DATA EXCERPTS |
___

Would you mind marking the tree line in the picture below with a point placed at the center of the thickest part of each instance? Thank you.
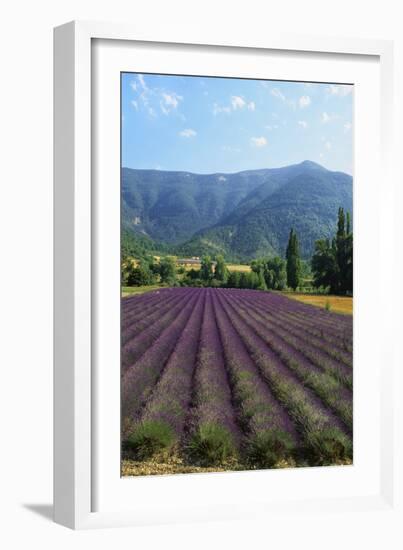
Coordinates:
(331, 263)
(331, 266)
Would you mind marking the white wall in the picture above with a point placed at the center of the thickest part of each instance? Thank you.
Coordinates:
(26, 253)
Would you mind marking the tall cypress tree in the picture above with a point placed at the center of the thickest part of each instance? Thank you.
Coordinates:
(293, 261)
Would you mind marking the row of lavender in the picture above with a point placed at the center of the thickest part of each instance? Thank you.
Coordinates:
(215, 374)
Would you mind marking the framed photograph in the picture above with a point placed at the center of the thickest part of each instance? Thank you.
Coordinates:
(218, 208)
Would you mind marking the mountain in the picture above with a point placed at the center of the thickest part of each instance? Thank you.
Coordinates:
(243, 215)
(172, 206)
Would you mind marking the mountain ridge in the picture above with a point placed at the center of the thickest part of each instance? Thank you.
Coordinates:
(242, 215)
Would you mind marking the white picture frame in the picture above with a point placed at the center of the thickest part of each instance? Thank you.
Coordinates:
(77, 472)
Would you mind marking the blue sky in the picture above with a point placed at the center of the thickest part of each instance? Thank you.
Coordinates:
(208, 125)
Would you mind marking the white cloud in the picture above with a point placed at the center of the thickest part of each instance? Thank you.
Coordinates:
(258, 141)
(230, 149)
(217, 109)
(276, 93)
(304, 101)
(142, 81)
(325, 118)
(340, 90)
(169, 102)
(188, 133)
(237, 102)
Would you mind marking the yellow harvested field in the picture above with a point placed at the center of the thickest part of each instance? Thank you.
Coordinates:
(238, 267)
(338, 304)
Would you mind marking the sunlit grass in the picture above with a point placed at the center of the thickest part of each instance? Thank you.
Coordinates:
(130, 290)
(338, 304)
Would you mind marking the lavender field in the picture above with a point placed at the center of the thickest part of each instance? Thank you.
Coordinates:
(220, 378)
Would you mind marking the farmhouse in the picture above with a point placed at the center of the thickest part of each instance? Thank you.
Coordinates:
(190, 262)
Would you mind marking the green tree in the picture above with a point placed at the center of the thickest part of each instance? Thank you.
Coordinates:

___

DIRECTIVE | From the material above, reproduce everything verbatim except the pictures.

THE COMPLETED TASK |
Would you mind marking the tree line in the picture below with a point placed at the center of the thickest part of each instance? Thank you.
Coordinates:
(331, 263)
(331, 266)
Would you mind marking the white wall in the picture above with a point placed at the center of the thickest part of each instance? Thank you.
Coordinates:
(26, 253)
Would you mind marking the tall cypress tree in the picture above with a point placed at the center of the thickest part of each instance? Thank you.
Coordinates:
(293, 261)
Would you mind marking the row of lavender in the picture above with a point placed at the center of the thickest part of each instance? Thank you.
Coordinates:
(215, 374)
Would you mind marking the framed photograph in the picture above with a point placed at the center of the thickest part of each instance? Thank you.
Coordinates:
(218, 208)
Would you mind marking the mountain in the picture above with a point placed at the center of the thickest part of each instance? Thank you.
Coordinates:
(243, 215)
(172, 206)
Would you mind marking the mountain ridge in the picture above with a point placed at the center of the thickest part of each instance? Thank you.
Coordinates:
(242, 215)
Would you mind marking the white picture frame in the picture above with a point placed at the center of the thickest part of each instance? Thank you.
Coordinates:
(77, 472)
Would you mind marking the blue sky in the picture above with a point placed at the center of the thickest part of each instance? Thank you.
Coordinates:
(208, 125)
Would you mind marking the white cloud in the picture above with a point placed at the center of the thickest part of each instance? Thank you.
Coordinates:
(258, 141)
(230, 149)
(217, 109)
(276, 93)
(304, 101)
(142, 81)
(325, 118)
(340, 90)
(169, 102)
(188, 133)
(237, 102)
Would you mind marking the yellow harvested field in the picture above with a point placed at the center of the thickest part of each instance? Thank you.
Coordinates:
(238, 267)
(338, 304)
Would you mind marking the sunlit grass in the picture above with a point placed at the center of the thickest part of each instance? Thank you.
Coordinates:
(130, 290)
(338, 304)
Would you mind marking the lavender field in the picture above with a point placed at the center of the thickest part of each instance? Thank you.
Coordinates:
(220, 378)
Would you mind marking the farmhouse in the picture above with a point placed at the center of the thickest part of each instance? Thank you.
Coordinates:
(190, 262)
Would you mind marking the green tree in the picture above with a point placed at the center of the thickest part of each instance? Thank you.
Coordinates:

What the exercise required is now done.